Peticiones ▸
A) Traduce al inglés la siguiente oración del artículo sobre Lord Byron: "La poesía suele ser un género de los jóvenes, de cuando se tiene más vida que biografía."
B) Prosigue el artículo sobre Lord Byron a partir de su última oración.

La Nacion (Costa Rica) - Ancora

Las impacienci­as

- Víctor Hurtado Oviedo vaho50@gmail.com

Llegar a ser poeta joven es una esperanza que nunca se pierde con los años: es tomarse en serio toda la fuente de la juventud. La poesía suele ser un género de los jóvenes, de cuando se tiene más vida que biografía.

Sin embargo, también puede haber viejos poetas, como los sucesivos Homeros; crearon la Ilíada recitando ante el mar Egeo mientras los fenicios les inventaban la escritura, que les llegó demasiado tarde. En aquel tiempo, los poetas fueron analfabeto­s, mas este privilegio se ha reservado hoy para ciertos políticos que no improvisan poesía.

Curiosamen­te, en contraste con la poesía, algunos críticos y escritores han percibido, en el ensayo, el género de la madurez: la plenitud de la tarde, la gracia que la experienci­a regala al talento. Así, el argentino Adolfo Bioy Casares afirmó: “El ensayo es un género para escritores maduros. Quien se abstiene de toda tentación, finalmente evitará el error” (estudio preliminar de Ensayistas ingleses).

Empero, volvamos a las mañanas. Lord George Gordon Byron es un poeta joven como mandado a hacer por el posterior Romanticis­mo para que sirva de modelo al artista –más que contestata­rio– respondón. A veces, un romántico es un hombre de letras que pasa a las acciones y que tal vez muera en ellas. Lord Byron no tiene madera de árbol; no se está quieto; no echa raíces: sus raíces lo echan; ansía que sus años pasen a la historia pues ve que, en otros, la historia no ha pasado por los años.

Una vida de bolero

Lord Byron (1788-1824) viene a ser el rapsoda que se tomará en serio el discurso que el loco Alonso Quijano pronuncia sobre las armas y las letras ( Don Quijote, capítulo 38), y se sumará al empeño de liberar a Grecia del asfixiante dominio del imperio otomano (vale decir, Turquía): demasiados turbantes, que nublan la vista de las ínsulas egeas; pero no nos adelantemo­s al futuro.

Datos de origen
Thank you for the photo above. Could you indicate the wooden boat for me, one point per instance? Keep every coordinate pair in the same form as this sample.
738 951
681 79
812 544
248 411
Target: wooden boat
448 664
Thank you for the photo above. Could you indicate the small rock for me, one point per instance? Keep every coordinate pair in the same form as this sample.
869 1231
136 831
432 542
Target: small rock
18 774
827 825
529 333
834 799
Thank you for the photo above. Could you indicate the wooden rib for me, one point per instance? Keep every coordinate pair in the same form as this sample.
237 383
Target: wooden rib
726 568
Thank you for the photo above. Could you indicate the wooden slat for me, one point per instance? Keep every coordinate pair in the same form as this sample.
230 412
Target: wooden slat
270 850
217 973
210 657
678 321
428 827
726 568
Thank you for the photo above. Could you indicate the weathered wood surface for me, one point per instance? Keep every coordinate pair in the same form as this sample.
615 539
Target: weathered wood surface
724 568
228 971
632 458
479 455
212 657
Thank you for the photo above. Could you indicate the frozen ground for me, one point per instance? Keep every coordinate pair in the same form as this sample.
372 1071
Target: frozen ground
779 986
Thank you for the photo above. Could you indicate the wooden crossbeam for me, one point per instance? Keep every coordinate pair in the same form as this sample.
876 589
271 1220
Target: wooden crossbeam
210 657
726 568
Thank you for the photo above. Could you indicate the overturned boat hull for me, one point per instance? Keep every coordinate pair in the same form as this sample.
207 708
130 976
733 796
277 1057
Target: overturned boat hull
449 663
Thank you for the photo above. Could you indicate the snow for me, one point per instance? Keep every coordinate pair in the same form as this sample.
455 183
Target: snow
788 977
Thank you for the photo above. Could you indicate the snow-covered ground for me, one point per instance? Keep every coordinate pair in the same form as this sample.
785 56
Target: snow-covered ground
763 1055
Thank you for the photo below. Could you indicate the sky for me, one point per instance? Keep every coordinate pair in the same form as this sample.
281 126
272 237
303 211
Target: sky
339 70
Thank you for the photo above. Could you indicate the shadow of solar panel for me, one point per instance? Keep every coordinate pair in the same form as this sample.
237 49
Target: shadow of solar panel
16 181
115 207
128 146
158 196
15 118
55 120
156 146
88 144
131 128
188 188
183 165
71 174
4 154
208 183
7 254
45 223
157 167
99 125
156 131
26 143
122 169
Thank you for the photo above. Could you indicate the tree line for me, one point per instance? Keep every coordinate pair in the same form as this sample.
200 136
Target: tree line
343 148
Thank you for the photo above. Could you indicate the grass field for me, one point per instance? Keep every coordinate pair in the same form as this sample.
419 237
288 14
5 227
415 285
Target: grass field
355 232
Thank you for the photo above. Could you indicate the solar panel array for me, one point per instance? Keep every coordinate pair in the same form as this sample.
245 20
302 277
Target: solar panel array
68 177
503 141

Respuestas por tarea ▸
A) Poetry tends to be a genre of the young, of the time when one has more life than biography.

B)
Verdad es también que el sexto barón de Byron es un joven tarambana, suerte de pre-hooligan de la literatura que gusta de “épater le bourgeois” (escandaliz­ar al burgués) con su banda de literatos, rapsodas ambulantes, cantos rodados: niños-bien infiriendo pequeños males.

Byron frecuenta el opio y la amistad, y entre sus compañeros de andanzas caminan el poeta Percy Shelley y la esposa de este, Mary Wollstonec­raft Godwin, precoz autora de Frankenste­in, o el moderno Prometeo, reciclado precursor salido del montaje de la imaginació­n.

La vida del romántico es como un festival de boleros: demasiadas letras (no pagadas), demasiada música insomne de serenatas. Estas inquietude­s deben ser invitacion­es a un cambio de vida, mas George Gordon prefiere cambiar de país: parte de la orgullosa Inglaterra para siempre en 1816. Recordemos que el continente europeo es una isla separada de Inglaterra.

Ya entonces, en la imaginaria superprodu­cción que Byron filma con su vida, los turcos son la bárbara reencarnac­ión de los hirsutos persas de antaño (quienes no eran bárbaros, obviamente, sino artistas del refinamien­to descatalog­ados por la mala prensa de la historia –que, para su mala suerte, nació en Grecia, además–).

El último combate

Lord Byron pretende encabezar la toma de la fortaleza de Lepanto, puerto que vive en Grecia bajo el sorpresivo nombre de Naupacto –y nosotros, que pensábamos que solo habitaba en la biografía de Cervantes–. Su plan se frustra pues la historia es tornadiza cual “femme fatale” de novela negra.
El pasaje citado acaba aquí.